**What to produce**
Copy out the whole passage on CRISPR/Cas9 and unintended genome changes, word for word.

**Source text**

⁂

The concept behind gene editing is that you can make very precise and controlled changes to genomes with the potential of curing a large number of diseases. CRISPR/Cas9 has allowed us to edit genes in a way that is cheaper, faster and arguably more efficient than the technologies that preceded it. It was also thought that CRISPR/Cas9 was very safe in that it would rarely go “off-script” and cause changes to DNA in other locations of the genome. However, a recent study by Schaefer et al. 2017 suggests CRISPR/Cas9 may introduce hundreds if not thousands of unintended changes to the genome.
Every genome editing technology will have some level of off-target effects where unwanted mutations are introduced. If the number of these mutations is low this is unlikely to be problematic. However, the higher the number the greater chance that these mutations could lead to cancer.
As CRISPR/Cas9 is guided by a short RNA sequence most off-target mutations are likely to occur in regions of DNA whose sequence closely resembles the target sequence. As such, most people using CRISPR use algorithms to predict where mutations are likely to occur and then they look at these specific regions for any unwanted alterations following genome editing procedures. This method is far easier and cheaper than looking at the whole genome.

⁂

**Information**
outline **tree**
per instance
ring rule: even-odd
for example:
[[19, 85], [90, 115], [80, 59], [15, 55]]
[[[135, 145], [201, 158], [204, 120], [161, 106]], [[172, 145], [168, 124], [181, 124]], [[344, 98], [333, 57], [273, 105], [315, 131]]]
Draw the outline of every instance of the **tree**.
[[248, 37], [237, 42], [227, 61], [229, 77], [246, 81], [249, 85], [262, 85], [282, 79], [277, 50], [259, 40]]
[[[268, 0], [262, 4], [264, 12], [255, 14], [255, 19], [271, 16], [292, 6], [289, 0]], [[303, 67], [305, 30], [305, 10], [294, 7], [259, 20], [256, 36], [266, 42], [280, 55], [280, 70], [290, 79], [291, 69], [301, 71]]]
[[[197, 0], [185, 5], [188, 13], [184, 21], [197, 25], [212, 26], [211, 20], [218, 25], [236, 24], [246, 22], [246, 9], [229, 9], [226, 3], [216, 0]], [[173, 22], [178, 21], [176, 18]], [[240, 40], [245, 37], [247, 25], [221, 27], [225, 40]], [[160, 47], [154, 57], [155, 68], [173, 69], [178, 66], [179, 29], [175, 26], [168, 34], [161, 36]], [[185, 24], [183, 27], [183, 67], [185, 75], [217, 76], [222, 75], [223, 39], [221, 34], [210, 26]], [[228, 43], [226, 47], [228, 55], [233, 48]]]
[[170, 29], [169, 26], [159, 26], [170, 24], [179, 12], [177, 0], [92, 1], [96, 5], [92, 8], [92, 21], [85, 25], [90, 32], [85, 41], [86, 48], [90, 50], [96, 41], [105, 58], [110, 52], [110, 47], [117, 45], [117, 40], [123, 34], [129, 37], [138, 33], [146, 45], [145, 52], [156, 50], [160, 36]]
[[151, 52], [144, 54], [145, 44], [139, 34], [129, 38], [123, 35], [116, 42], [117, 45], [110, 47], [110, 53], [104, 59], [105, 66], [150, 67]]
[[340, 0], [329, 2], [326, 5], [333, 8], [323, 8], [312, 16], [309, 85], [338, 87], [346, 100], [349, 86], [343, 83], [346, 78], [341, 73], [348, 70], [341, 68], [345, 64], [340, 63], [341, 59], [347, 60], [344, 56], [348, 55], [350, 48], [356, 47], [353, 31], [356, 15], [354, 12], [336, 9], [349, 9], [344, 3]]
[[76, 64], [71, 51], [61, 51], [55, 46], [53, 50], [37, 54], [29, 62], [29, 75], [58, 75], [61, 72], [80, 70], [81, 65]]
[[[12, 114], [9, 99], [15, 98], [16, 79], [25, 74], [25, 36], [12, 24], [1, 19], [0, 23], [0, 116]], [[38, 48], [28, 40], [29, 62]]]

⁂

**Written reply**
The concept behind gene editing is that you can make very precise and controlled changes to genomes with the potential of curing a large number of diseases. CRISPR/Cas9 has allowed us to edit genes in a way that is cheaper, faster and arguably more efficient than the technologies that preceded it. It was also thought that CRISPR/Cas9 was very safe in that it would rarely go “off-script” and cause changes to DNA in other locations of the genome. However, a recent study by Schaefer et al. 2017 suggests CRISPR/Cas9 may introduce hundreds if not thousands of unintended changes to the genome.
Every genome editing technology will have some level of off-target effects where unwanted mutations are introduced. If the number of these mutations is low this is unlikely to be problematic. However, the higher the number the greater chance that these mutations could lead to cancer.
As CRISPR/Cas9 is guided by a short RNA sequence most off-target mutations are likely to occur in regions of DNA whose sequence closely resembles the target sequence. As such, most people using CRISPR use algorithms to predict where mutations are likely to occur and then they look at these specific regions for any unwanted alterations following genome editing procedures. This method is far easier and cheaper than looking at the whole genome.